In the entries below, find the line with "76, row 128." and the line with "394, row 201.". Reproduce those two lines and every line between them exactly, and nothing more.

(Collected data entries)
_ _ _
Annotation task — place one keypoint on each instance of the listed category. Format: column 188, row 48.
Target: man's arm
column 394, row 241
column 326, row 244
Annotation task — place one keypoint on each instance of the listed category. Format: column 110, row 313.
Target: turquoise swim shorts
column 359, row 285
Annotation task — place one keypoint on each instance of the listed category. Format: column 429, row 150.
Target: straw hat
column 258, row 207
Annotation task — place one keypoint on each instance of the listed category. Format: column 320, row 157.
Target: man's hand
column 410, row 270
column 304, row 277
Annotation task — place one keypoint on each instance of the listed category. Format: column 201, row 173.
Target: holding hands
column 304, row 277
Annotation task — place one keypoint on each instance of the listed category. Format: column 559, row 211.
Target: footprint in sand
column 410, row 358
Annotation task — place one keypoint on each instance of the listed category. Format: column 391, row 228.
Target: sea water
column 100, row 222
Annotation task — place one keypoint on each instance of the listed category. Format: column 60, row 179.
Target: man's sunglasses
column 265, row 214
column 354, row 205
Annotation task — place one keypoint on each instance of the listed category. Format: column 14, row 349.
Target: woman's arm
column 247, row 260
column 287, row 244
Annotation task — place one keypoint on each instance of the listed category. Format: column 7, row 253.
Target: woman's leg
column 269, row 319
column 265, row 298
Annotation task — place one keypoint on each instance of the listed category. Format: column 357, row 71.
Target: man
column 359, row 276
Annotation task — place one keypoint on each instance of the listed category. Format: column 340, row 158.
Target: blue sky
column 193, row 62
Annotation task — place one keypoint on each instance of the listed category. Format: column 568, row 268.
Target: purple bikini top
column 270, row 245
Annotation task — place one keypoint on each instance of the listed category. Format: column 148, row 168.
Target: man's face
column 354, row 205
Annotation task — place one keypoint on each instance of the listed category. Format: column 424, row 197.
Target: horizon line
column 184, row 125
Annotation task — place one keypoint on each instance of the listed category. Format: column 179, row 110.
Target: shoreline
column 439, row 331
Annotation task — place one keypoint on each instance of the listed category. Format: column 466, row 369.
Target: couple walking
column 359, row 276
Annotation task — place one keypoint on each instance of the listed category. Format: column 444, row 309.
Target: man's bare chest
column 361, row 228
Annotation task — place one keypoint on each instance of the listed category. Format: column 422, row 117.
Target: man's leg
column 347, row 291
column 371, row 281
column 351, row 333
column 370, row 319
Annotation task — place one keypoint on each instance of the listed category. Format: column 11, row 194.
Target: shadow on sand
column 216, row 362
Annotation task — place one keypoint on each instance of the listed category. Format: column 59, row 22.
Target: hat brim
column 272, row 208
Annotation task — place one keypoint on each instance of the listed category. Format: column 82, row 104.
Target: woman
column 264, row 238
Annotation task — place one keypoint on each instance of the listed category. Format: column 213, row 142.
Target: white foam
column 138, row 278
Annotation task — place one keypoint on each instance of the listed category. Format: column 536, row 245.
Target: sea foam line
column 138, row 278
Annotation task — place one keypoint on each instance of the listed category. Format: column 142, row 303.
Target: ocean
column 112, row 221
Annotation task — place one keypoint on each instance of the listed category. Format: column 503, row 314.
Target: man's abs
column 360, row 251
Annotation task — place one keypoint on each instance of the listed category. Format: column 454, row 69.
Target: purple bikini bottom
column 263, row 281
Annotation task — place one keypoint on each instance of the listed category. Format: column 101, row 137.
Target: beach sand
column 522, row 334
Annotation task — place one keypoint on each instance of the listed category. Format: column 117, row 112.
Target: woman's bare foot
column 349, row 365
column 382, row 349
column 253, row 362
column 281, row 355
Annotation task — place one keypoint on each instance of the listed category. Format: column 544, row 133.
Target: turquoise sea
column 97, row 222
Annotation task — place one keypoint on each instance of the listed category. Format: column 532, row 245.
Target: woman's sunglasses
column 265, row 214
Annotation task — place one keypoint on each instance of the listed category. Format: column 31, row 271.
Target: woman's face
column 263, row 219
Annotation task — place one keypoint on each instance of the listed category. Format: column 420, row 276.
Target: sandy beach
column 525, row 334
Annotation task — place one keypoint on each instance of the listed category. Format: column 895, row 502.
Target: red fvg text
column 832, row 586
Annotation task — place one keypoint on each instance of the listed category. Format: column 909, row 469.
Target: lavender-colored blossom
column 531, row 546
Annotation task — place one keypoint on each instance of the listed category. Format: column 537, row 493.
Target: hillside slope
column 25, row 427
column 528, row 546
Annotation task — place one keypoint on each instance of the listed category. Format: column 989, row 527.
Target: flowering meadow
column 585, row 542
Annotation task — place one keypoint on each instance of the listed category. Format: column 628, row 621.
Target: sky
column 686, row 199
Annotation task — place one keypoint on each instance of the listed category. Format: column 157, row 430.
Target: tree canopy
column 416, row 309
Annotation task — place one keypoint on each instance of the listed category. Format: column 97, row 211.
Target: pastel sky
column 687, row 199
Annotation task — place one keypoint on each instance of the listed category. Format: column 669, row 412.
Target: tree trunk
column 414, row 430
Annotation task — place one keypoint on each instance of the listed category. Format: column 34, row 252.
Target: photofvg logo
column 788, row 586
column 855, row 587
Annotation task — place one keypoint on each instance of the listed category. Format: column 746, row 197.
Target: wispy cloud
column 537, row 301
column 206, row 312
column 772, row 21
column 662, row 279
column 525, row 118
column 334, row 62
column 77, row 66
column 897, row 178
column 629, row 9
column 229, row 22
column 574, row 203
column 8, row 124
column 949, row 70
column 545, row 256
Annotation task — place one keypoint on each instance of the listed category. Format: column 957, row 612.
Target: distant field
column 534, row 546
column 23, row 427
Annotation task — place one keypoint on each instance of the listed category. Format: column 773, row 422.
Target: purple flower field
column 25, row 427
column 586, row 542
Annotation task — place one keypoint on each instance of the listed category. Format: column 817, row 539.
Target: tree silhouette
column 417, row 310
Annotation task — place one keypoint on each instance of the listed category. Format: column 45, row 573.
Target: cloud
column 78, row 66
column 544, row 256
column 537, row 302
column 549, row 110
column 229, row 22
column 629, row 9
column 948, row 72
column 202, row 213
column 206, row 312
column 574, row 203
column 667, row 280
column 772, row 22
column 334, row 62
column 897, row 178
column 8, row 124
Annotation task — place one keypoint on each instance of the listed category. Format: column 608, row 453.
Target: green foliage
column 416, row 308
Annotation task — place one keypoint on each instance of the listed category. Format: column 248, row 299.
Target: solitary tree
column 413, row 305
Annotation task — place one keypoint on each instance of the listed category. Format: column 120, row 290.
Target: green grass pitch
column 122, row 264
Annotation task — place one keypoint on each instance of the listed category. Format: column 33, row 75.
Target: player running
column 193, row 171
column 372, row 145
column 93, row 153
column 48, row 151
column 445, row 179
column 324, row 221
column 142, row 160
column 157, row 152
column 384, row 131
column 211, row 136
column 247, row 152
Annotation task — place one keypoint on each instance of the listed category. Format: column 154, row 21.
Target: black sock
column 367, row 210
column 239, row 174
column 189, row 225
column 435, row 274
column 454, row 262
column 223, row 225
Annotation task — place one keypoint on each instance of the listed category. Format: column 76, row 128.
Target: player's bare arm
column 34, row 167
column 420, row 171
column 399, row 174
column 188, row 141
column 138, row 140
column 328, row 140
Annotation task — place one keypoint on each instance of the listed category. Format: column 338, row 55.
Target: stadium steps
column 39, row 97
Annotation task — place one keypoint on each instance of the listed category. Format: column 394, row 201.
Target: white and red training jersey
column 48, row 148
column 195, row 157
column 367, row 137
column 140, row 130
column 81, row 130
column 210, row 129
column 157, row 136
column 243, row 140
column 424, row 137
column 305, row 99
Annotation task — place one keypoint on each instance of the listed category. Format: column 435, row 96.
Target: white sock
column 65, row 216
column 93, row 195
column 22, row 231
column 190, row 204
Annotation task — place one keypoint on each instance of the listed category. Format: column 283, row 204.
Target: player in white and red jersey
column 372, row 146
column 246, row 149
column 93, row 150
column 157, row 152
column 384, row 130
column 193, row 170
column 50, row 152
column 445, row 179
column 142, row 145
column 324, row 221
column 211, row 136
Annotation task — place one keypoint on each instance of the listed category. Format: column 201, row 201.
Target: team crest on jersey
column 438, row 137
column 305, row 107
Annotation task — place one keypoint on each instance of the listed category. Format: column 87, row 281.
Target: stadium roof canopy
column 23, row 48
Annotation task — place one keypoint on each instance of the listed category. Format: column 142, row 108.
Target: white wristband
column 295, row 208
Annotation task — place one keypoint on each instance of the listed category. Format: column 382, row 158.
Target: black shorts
_ _ _
_EXERCISE RESPONSE_
Annotation task — place one keypoint on each instance of the listed category. Format: column 76, row 128.
Target: player's bare arm
column 34, row 167
column 420, row 171
column 399, row 174
column 188, row 141
column 138, row 140
column 328, row 140
Annotation task — place one keypoint on each instance of the listed category. Format: column 338, row 55.
Target: stadium steps
column 39, row 97
Annotation task — place one keypoint on each instance of the listed category. Format: column 394, row 201.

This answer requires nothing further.